| Exercise material |
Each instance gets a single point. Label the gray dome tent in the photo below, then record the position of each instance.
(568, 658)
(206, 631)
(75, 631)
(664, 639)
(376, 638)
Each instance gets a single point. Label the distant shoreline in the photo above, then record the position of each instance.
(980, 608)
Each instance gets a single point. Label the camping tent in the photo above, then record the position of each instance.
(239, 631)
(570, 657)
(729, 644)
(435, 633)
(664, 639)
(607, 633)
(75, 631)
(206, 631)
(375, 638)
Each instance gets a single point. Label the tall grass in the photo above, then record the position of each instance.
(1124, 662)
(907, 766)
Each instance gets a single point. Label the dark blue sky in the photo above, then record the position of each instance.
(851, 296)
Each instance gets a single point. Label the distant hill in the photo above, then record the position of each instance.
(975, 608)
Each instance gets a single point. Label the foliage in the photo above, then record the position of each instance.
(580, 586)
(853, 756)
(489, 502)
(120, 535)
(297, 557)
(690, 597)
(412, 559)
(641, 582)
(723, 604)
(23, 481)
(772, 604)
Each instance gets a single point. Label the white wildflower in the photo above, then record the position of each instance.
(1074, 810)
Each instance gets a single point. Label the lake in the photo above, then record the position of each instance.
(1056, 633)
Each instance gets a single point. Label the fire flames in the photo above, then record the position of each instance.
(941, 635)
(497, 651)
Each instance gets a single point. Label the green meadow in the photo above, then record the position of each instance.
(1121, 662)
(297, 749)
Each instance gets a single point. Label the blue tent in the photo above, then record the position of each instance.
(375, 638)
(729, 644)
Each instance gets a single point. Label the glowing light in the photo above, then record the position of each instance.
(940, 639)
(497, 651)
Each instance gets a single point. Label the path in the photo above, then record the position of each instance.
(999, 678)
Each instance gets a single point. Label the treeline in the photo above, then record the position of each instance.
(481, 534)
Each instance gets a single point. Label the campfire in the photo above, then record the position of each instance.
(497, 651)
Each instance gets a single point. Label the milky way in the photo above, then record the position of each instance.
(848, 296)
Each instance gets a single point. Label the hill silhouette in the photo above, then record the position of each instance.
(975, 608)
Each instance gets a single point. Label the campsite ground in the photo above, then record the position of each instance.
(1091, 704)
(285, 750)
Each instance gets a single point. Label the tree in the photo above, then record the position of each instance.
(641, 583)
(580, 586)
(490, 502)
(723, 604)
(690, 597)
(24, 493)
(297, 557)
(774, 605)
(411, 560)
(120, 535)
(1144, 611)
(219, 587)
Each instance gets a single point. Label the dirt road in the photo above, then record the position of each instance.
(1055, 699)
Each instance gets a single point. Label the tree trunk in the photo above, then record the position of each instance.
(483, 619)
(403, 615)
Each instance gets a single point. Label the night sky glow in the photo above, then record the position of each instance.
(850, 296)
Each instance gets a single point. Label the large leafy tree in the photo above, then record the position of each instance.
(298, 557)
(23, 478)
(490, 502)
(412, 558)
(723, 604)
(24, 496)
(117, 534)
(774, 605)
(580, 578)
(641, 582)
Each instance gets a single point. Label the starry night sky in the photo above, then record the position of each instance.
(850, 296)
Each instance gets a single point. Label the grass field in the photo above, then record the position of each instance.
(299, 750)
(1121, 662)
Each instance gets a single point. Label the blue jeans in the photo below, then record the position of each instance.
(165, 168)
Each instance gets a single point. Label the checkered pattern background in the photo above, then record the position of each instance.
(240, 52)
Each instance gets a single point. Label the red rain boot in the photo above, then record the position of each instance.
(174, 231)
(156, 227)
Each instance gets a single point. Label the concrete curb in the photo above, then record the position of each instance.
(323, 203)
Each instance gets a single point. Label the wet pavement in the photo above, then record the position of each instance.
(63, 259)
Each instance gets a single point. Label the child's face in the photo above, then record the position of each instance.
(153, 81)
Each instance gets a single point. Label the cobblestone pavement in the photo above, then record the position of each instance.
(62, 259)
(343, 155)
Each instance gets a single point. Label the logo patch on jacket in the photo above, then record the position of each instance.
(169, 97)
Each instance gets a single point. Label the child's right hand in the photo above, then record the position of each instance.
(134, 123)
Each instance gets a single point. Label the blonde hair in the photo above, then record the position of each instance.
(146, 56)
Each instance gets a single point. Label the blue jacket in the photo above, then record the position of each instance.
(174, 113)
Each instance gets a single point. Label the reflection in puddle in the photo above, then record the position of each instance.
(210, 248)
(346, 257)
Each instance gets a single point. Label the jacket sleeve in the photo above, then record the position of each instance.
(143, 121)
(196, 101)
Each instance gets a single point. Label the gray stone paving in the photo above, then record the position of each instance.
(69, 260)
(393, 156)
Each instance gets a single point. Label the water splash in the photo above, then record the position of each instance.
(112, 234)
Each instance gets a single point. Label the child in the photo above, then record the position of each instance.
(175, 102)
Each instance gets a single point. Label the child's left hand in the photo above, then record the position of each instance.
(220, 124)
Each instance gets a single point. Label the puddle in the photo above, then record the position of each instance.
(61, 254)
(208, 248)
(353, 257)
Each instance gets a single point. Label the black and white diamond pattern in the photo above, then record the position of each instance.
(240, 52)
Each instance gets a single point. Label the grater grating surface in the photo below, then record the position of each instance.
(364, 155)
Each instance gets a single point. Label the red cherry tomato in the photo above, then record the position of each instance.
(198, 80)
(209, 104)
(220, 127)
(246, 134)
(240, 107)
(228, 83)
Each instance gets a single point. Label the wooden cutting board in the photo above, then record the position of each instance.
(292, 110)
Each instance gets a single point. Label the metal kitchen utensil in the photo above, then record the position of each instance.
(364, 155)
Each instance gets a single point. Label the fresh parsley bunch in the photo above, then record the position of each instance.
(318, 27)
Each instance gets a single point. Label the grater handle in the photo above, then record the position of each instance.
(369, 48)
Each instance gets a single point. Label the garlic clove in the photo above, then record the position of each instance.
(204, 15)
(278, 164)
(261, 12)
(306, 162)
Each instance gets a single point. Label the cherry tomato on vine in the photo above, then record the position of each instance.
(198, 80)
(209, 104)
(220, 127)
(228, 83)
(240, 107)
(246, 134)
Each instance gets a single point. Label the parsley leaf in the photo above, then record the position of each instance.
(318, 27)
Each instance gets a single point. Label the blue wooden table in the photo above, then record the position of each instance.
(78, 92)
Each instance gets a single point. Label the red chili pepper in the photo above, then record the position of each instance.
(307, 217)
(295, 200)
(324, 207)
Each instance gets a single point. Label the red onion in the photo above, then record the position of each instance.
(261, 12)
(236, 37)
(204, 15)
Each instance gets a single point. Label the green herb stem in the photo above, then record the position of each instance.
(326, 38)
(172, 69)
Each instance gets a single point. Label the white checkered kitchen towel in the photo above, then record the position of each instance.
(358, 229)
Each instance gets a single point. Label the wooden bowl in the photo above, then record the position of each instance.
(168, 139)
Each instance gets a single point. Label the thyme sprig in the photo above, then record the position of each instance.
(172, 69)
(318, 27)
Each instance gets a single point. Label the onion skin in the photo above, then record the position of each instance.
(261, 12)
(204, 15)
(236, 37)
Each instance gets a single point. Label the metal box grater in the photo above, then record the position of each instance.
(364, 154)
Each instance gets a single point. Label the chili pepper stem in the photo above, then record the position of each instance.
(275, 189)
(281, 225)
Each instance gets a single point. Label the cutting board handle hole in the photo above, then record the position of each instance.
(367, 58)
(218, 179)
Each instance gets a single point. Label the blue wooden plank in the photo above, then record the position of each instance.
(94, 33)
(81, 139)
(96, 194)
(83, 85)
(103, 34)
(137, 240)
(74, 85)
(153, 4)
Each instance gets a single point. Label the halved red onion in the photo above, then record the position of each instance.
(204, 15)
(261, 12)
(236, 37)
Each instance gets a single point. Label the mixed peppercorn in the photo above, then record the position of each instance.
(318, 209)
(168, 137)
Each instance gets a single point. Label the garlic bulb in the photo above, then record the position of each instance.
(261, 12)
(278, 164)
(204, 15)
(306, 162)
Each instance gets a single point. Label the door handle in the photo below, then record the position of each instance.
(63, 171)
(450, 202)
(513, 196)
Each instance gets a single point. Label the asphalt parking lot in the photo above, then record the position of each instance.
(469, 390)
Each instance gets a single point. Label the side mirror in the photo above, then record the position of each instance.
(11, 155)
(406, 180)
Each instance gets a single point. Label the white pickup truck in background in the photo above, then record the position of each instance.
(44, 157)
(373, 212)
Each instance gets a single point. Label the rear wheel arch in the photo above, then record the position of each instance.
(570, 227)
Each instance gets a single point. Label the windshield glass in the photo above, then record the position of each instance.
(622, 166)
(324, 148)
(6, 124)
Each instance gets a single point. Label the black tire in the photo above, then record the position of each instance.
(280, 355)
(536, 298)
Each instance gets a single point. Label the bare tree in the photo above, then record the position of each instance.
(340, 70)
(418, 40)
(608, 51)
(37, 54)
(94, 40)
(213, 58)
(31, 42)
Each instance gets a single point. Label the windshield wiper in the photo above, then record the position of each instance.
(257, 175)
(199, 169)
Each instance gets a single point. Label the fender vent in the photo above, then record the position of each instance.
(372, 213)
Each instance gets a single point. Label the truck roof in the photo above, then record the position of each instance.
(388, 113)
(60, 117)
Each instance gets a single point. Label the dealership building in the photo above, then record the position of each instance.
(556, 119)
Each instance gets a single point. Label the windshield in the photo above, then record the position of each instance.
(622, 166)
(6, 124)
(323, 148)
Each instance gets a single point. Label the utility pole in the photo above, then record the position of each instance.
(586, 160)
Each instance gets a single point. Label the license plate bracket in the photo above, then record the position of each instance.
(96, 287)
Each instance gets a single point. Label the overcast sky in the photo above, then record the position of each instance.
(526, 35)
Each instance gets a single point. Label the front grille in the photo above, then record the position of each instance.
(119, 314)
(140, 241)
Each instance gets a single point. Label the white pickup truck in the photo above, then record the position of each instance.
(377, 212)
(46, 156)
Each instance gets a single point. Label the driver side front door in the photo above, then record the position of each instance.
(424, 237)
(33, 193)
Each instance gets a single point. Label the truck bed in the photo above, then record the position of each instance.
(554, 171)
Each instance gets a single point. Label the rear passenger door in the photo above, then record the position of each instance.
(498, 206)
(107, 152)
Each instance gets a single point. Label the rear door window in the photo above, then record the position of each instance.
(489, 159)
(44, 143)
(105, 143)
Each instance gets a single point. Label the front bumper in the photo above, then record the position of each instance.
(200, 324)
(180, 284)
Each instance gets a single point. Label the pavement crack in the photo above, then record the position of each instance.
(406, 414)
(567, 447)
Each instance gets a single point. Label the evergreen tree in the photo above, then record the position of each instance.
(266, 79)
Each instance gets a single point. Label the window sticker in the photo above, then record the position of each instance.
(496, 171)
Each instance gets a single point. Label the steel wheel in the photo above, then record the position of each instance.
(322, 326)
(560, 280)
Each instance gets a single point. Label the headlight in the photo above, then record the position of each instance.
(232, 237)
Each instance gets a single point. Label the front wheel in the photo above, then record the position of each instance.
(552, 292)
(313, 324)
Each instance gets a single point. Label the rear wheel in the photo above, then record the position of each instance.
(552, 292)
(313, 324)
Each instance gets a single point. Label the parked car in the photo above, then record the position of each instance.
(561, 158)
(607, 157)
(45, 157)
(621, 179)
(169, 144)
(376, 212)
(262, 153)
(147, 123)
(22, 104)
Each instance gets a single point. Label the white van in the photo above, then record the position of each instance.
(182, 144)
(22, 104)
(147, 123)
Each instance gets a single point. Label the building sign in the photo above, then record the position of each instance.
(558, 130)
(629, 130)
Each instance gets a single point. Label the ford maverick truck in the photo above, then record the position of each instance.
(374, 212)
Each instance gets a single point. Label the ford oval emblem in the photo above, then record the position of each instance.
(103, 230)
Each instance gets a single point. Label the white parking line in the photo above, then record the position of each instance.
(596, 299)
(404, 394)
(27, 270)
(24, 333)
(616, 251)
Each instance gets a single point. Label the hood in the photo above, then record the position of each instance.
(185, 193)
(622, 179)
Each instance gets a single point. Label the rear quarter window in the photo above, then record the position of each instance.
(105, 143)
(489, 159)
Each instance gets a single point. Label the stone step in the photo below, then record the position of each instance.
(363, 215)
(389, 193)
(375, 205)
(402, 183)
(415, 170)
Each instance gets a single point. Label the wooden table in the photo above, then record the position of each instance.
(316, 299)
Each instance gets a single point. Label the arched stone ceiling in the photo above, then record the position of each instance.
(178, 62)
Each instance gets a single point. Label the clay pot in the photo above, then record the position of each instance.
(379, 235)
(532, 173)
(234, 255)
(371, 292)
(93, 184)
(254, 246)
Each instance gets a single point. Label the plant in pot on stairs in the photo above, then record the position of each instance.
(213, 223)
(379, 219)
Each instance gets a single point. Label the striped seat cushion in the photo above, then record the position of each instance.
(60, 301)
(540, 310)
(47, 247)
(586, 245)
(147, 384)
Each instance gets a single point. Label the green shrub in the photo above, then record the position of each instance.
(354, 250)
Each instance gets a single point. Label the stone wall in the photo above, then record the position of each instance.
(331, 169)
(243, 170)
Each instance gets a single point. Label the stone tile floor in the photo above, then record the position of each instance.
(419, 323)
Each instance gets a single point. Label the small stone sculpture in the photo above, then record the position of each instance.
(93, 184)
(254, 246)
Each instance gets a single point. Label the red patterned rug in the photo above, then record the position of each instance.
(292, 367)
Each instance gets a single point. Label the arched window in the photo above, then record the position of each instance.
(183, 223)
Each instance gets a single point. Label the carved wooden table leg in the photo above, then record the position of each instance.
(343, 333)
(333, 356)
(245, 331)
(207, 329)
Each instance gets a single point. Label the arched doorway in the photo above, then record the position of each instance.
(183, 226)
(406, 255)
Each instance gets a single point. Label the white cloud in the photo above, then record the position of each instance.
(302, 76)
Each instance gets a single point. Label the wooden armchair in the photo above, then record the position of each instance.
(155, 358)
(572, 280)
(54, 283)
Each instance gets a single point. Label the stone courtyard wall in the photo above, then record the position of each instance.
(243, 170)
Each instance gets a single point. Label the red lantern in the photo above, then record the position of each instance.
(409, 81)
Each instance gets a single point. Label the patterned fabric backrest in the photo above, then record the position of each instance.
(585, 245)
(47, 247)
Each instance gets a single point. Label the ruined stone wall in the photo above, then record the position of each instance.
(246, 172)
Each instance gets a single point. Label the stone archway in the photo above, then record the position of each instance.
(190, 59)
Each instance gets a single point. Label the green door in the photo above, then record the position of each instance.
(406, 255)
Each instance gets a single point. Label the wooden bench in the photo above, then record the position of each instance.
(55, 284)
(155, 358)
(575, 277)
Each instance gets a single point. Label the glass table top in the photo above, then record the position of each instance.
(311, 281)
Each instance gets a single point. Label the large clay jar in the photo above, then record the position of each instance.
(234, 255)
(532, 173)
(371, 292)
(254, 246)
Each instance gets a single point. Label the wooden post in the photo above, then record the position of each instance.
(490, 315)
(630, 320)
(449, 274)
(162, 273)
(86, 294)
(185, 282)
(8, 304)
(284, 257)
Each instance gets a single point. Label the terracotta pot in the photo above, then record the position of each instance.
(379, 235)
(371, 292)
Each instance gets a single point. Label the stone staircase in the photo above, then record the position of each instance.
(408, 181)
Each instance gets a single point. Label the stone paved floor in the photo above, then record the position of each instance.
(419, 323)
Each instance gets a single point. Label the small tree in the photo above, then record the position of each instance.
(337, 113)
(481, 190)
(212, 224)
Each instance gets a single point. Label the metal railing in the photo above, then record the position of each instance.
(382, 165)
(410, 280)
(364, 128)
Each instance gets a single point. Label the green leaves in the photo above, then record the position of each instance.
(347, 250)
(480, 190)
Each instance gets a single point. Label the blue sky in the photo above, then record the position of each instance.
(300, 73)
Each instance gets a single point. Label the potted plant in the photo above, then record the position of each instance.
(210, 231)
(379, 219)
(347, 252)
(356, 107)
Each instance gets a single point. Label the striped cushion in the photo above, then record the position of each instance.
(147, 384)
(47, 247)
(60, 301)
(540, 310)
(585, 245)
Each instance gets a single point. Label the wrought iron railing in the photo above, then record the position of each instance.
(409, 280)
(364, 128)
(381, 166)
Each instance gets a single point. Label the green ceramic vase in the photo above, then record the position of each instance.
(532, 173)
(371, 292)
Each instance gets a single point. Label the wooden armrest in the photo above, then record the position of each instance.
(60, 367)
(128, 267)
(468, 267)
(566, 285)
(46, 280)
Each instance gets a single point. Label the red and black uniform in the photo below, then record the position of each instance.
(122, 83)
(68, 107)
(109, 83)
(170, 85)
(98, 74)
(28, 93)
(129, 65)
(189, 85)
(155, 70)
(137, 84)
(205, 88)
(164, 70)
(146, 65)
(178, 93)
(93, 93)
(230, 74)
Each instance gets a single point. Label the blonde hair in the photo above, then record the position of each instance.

| Problem requirements |
Copy out the lines from the line containing "Each instance gets a single point. Label the green ceramic" to the end of the listing above, without alteration.

| Your solution |
Each instance gets a single point. Label the green ceramic vase in the photo above, then record the position of each instance.
(532, 173)
(371, 292)
Each instance gets a single point. Label the wooden armrest in the photo above, then record the position of each instance.
(60, 367)
(128, 267)
(468, 267)
(566, 285)
(46, 280)
Each instance gets a single point. Label the red and black uniform in the photo below, then record the position of each instance.
(122, 83)
(68, 107)
(109, 83)
(170, 85)
(98, 74)
(28, 93)
(129, 65)
(189, 85)
(155, 70)
(137, 84)
(205, 88)
(164, 70)
(146, 65)
(178, 93)
(93, 93)
(230, 74)
Each instance gets a single point. Label the blonde hair in the photo above, then record the position of each instance.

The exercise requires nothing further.